Les premiers jours, les gens de la colline Arunachala et des alentours à Tiruvannamalai ne virent en Ramsuratkumar qu'un mendiant indien du nord excentrique dans des vêtements sales de paysan, assis sous un arbre en face de la gare ou devant le temple ou près d'une boutique au bord de la rue, tirant sur sa cigarette et errant quelquefois sans but. Même certains de ceux qui l'avaient connu comme visiteur à Anandashram voyaient en lui un "Bihari fou" et pensaient que Papa l'avait tenu à l'écart parce qu'il était une nuisance pour les autres fidèles de l'ashram du fait qu'il partait souvent dans des explosions émotionnelles d'extase. N'était-ce pas le Seigneur Shiva Lui-même, sujet au non-respect et à la condamnation à la cour de son propre gendre Daksha alors qu'il errait comme un mendiant fou et comme quelqu'un qui demeurait dans les terrains de crémation ?

Ensemble de tâches:
A - Répondez aux questions suivantes d'après l'extrait sur Ramsuratkumar :
(i) Assis sous un arbre, en face de quel lieu Ramsuratkumar se trouvait-il ?
(ii) Comment certains de ceux qui l'avaient connu comme visiteur à Anandashram le voyaient-ils ?
(iii) Dans quels lieux le Seigneur Shiva demeurait-il ?
B - Recopiez à l'identique le passage de l'extrait sur Ramsuratkumar, en commençant à « Les premiers jours, les » et en terminant à « de crémation ? ».
Les enregistrements n'interviennent pas dans ce travail.

Informations extraites:

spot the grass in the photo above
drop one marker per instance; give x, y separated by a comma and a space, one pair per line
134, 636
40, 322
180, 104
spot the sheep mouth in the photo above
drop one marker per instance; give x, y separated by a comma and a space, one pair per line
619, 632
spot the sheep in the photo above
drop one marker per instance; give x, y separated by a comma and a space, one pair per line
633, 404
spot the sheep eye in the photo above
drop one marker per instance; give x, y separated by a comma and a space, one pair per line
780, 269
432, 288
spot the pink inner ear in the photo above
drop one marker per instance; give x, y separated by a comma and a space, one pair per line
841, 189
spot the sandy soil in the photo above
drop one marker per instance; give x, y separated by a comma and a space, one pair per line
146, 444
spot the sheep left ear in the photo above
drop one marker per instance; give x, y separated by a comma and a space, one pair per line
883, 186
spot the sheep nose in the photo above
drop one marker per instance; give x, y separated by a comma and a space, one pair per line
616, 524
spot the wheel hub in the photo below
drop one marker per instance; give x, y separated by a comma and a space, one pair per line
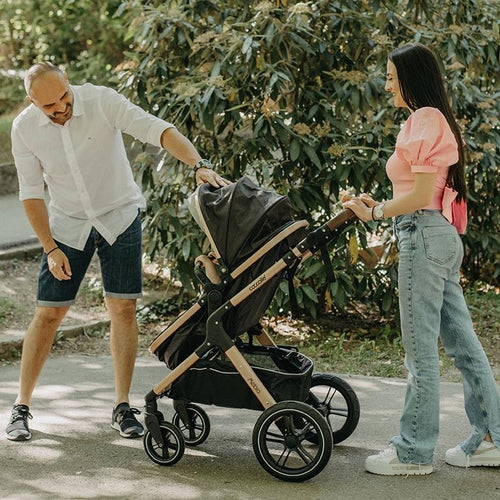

Réponses fournies:
A -
(i) En face de la gare.
(ii) Comme un « Bihari fou ».
(iii) Dans les terrains de crémation.

B -
Les premiers jours, les gens de la colline Arunachala et des alentours à Tiruvannamalai ne virent en Ramsuratkumar qu'un mendiant indien du nord excentrique dans des vêtements sales de paysan, assis sous un arbre en face de la gare ou devant le temple ou près d'une boutique au bord de la rue, tirant sur sa cigarette et errant quelquefois sans but. Même certains de ceux qui l'avaient connu comme visiteur à Anandashram voyaient en lui un "Bihari fou" et pensaient que Papa l'avait tenu à l'écart parce qu'il était une nuisance pour les autres fidèles de l'ashram du fait qu'il partait souvent dans des explosions émotionnelles d'extase. N'était-ce pas le Seigneur Shiva Lui-même, sujet au non-respect et à la condamnation à la cour de son propre gendre Daksha alors qu'il errait comme un mendiant fou et comme quelqu'un qui demeurait dans les terrains de crémation ?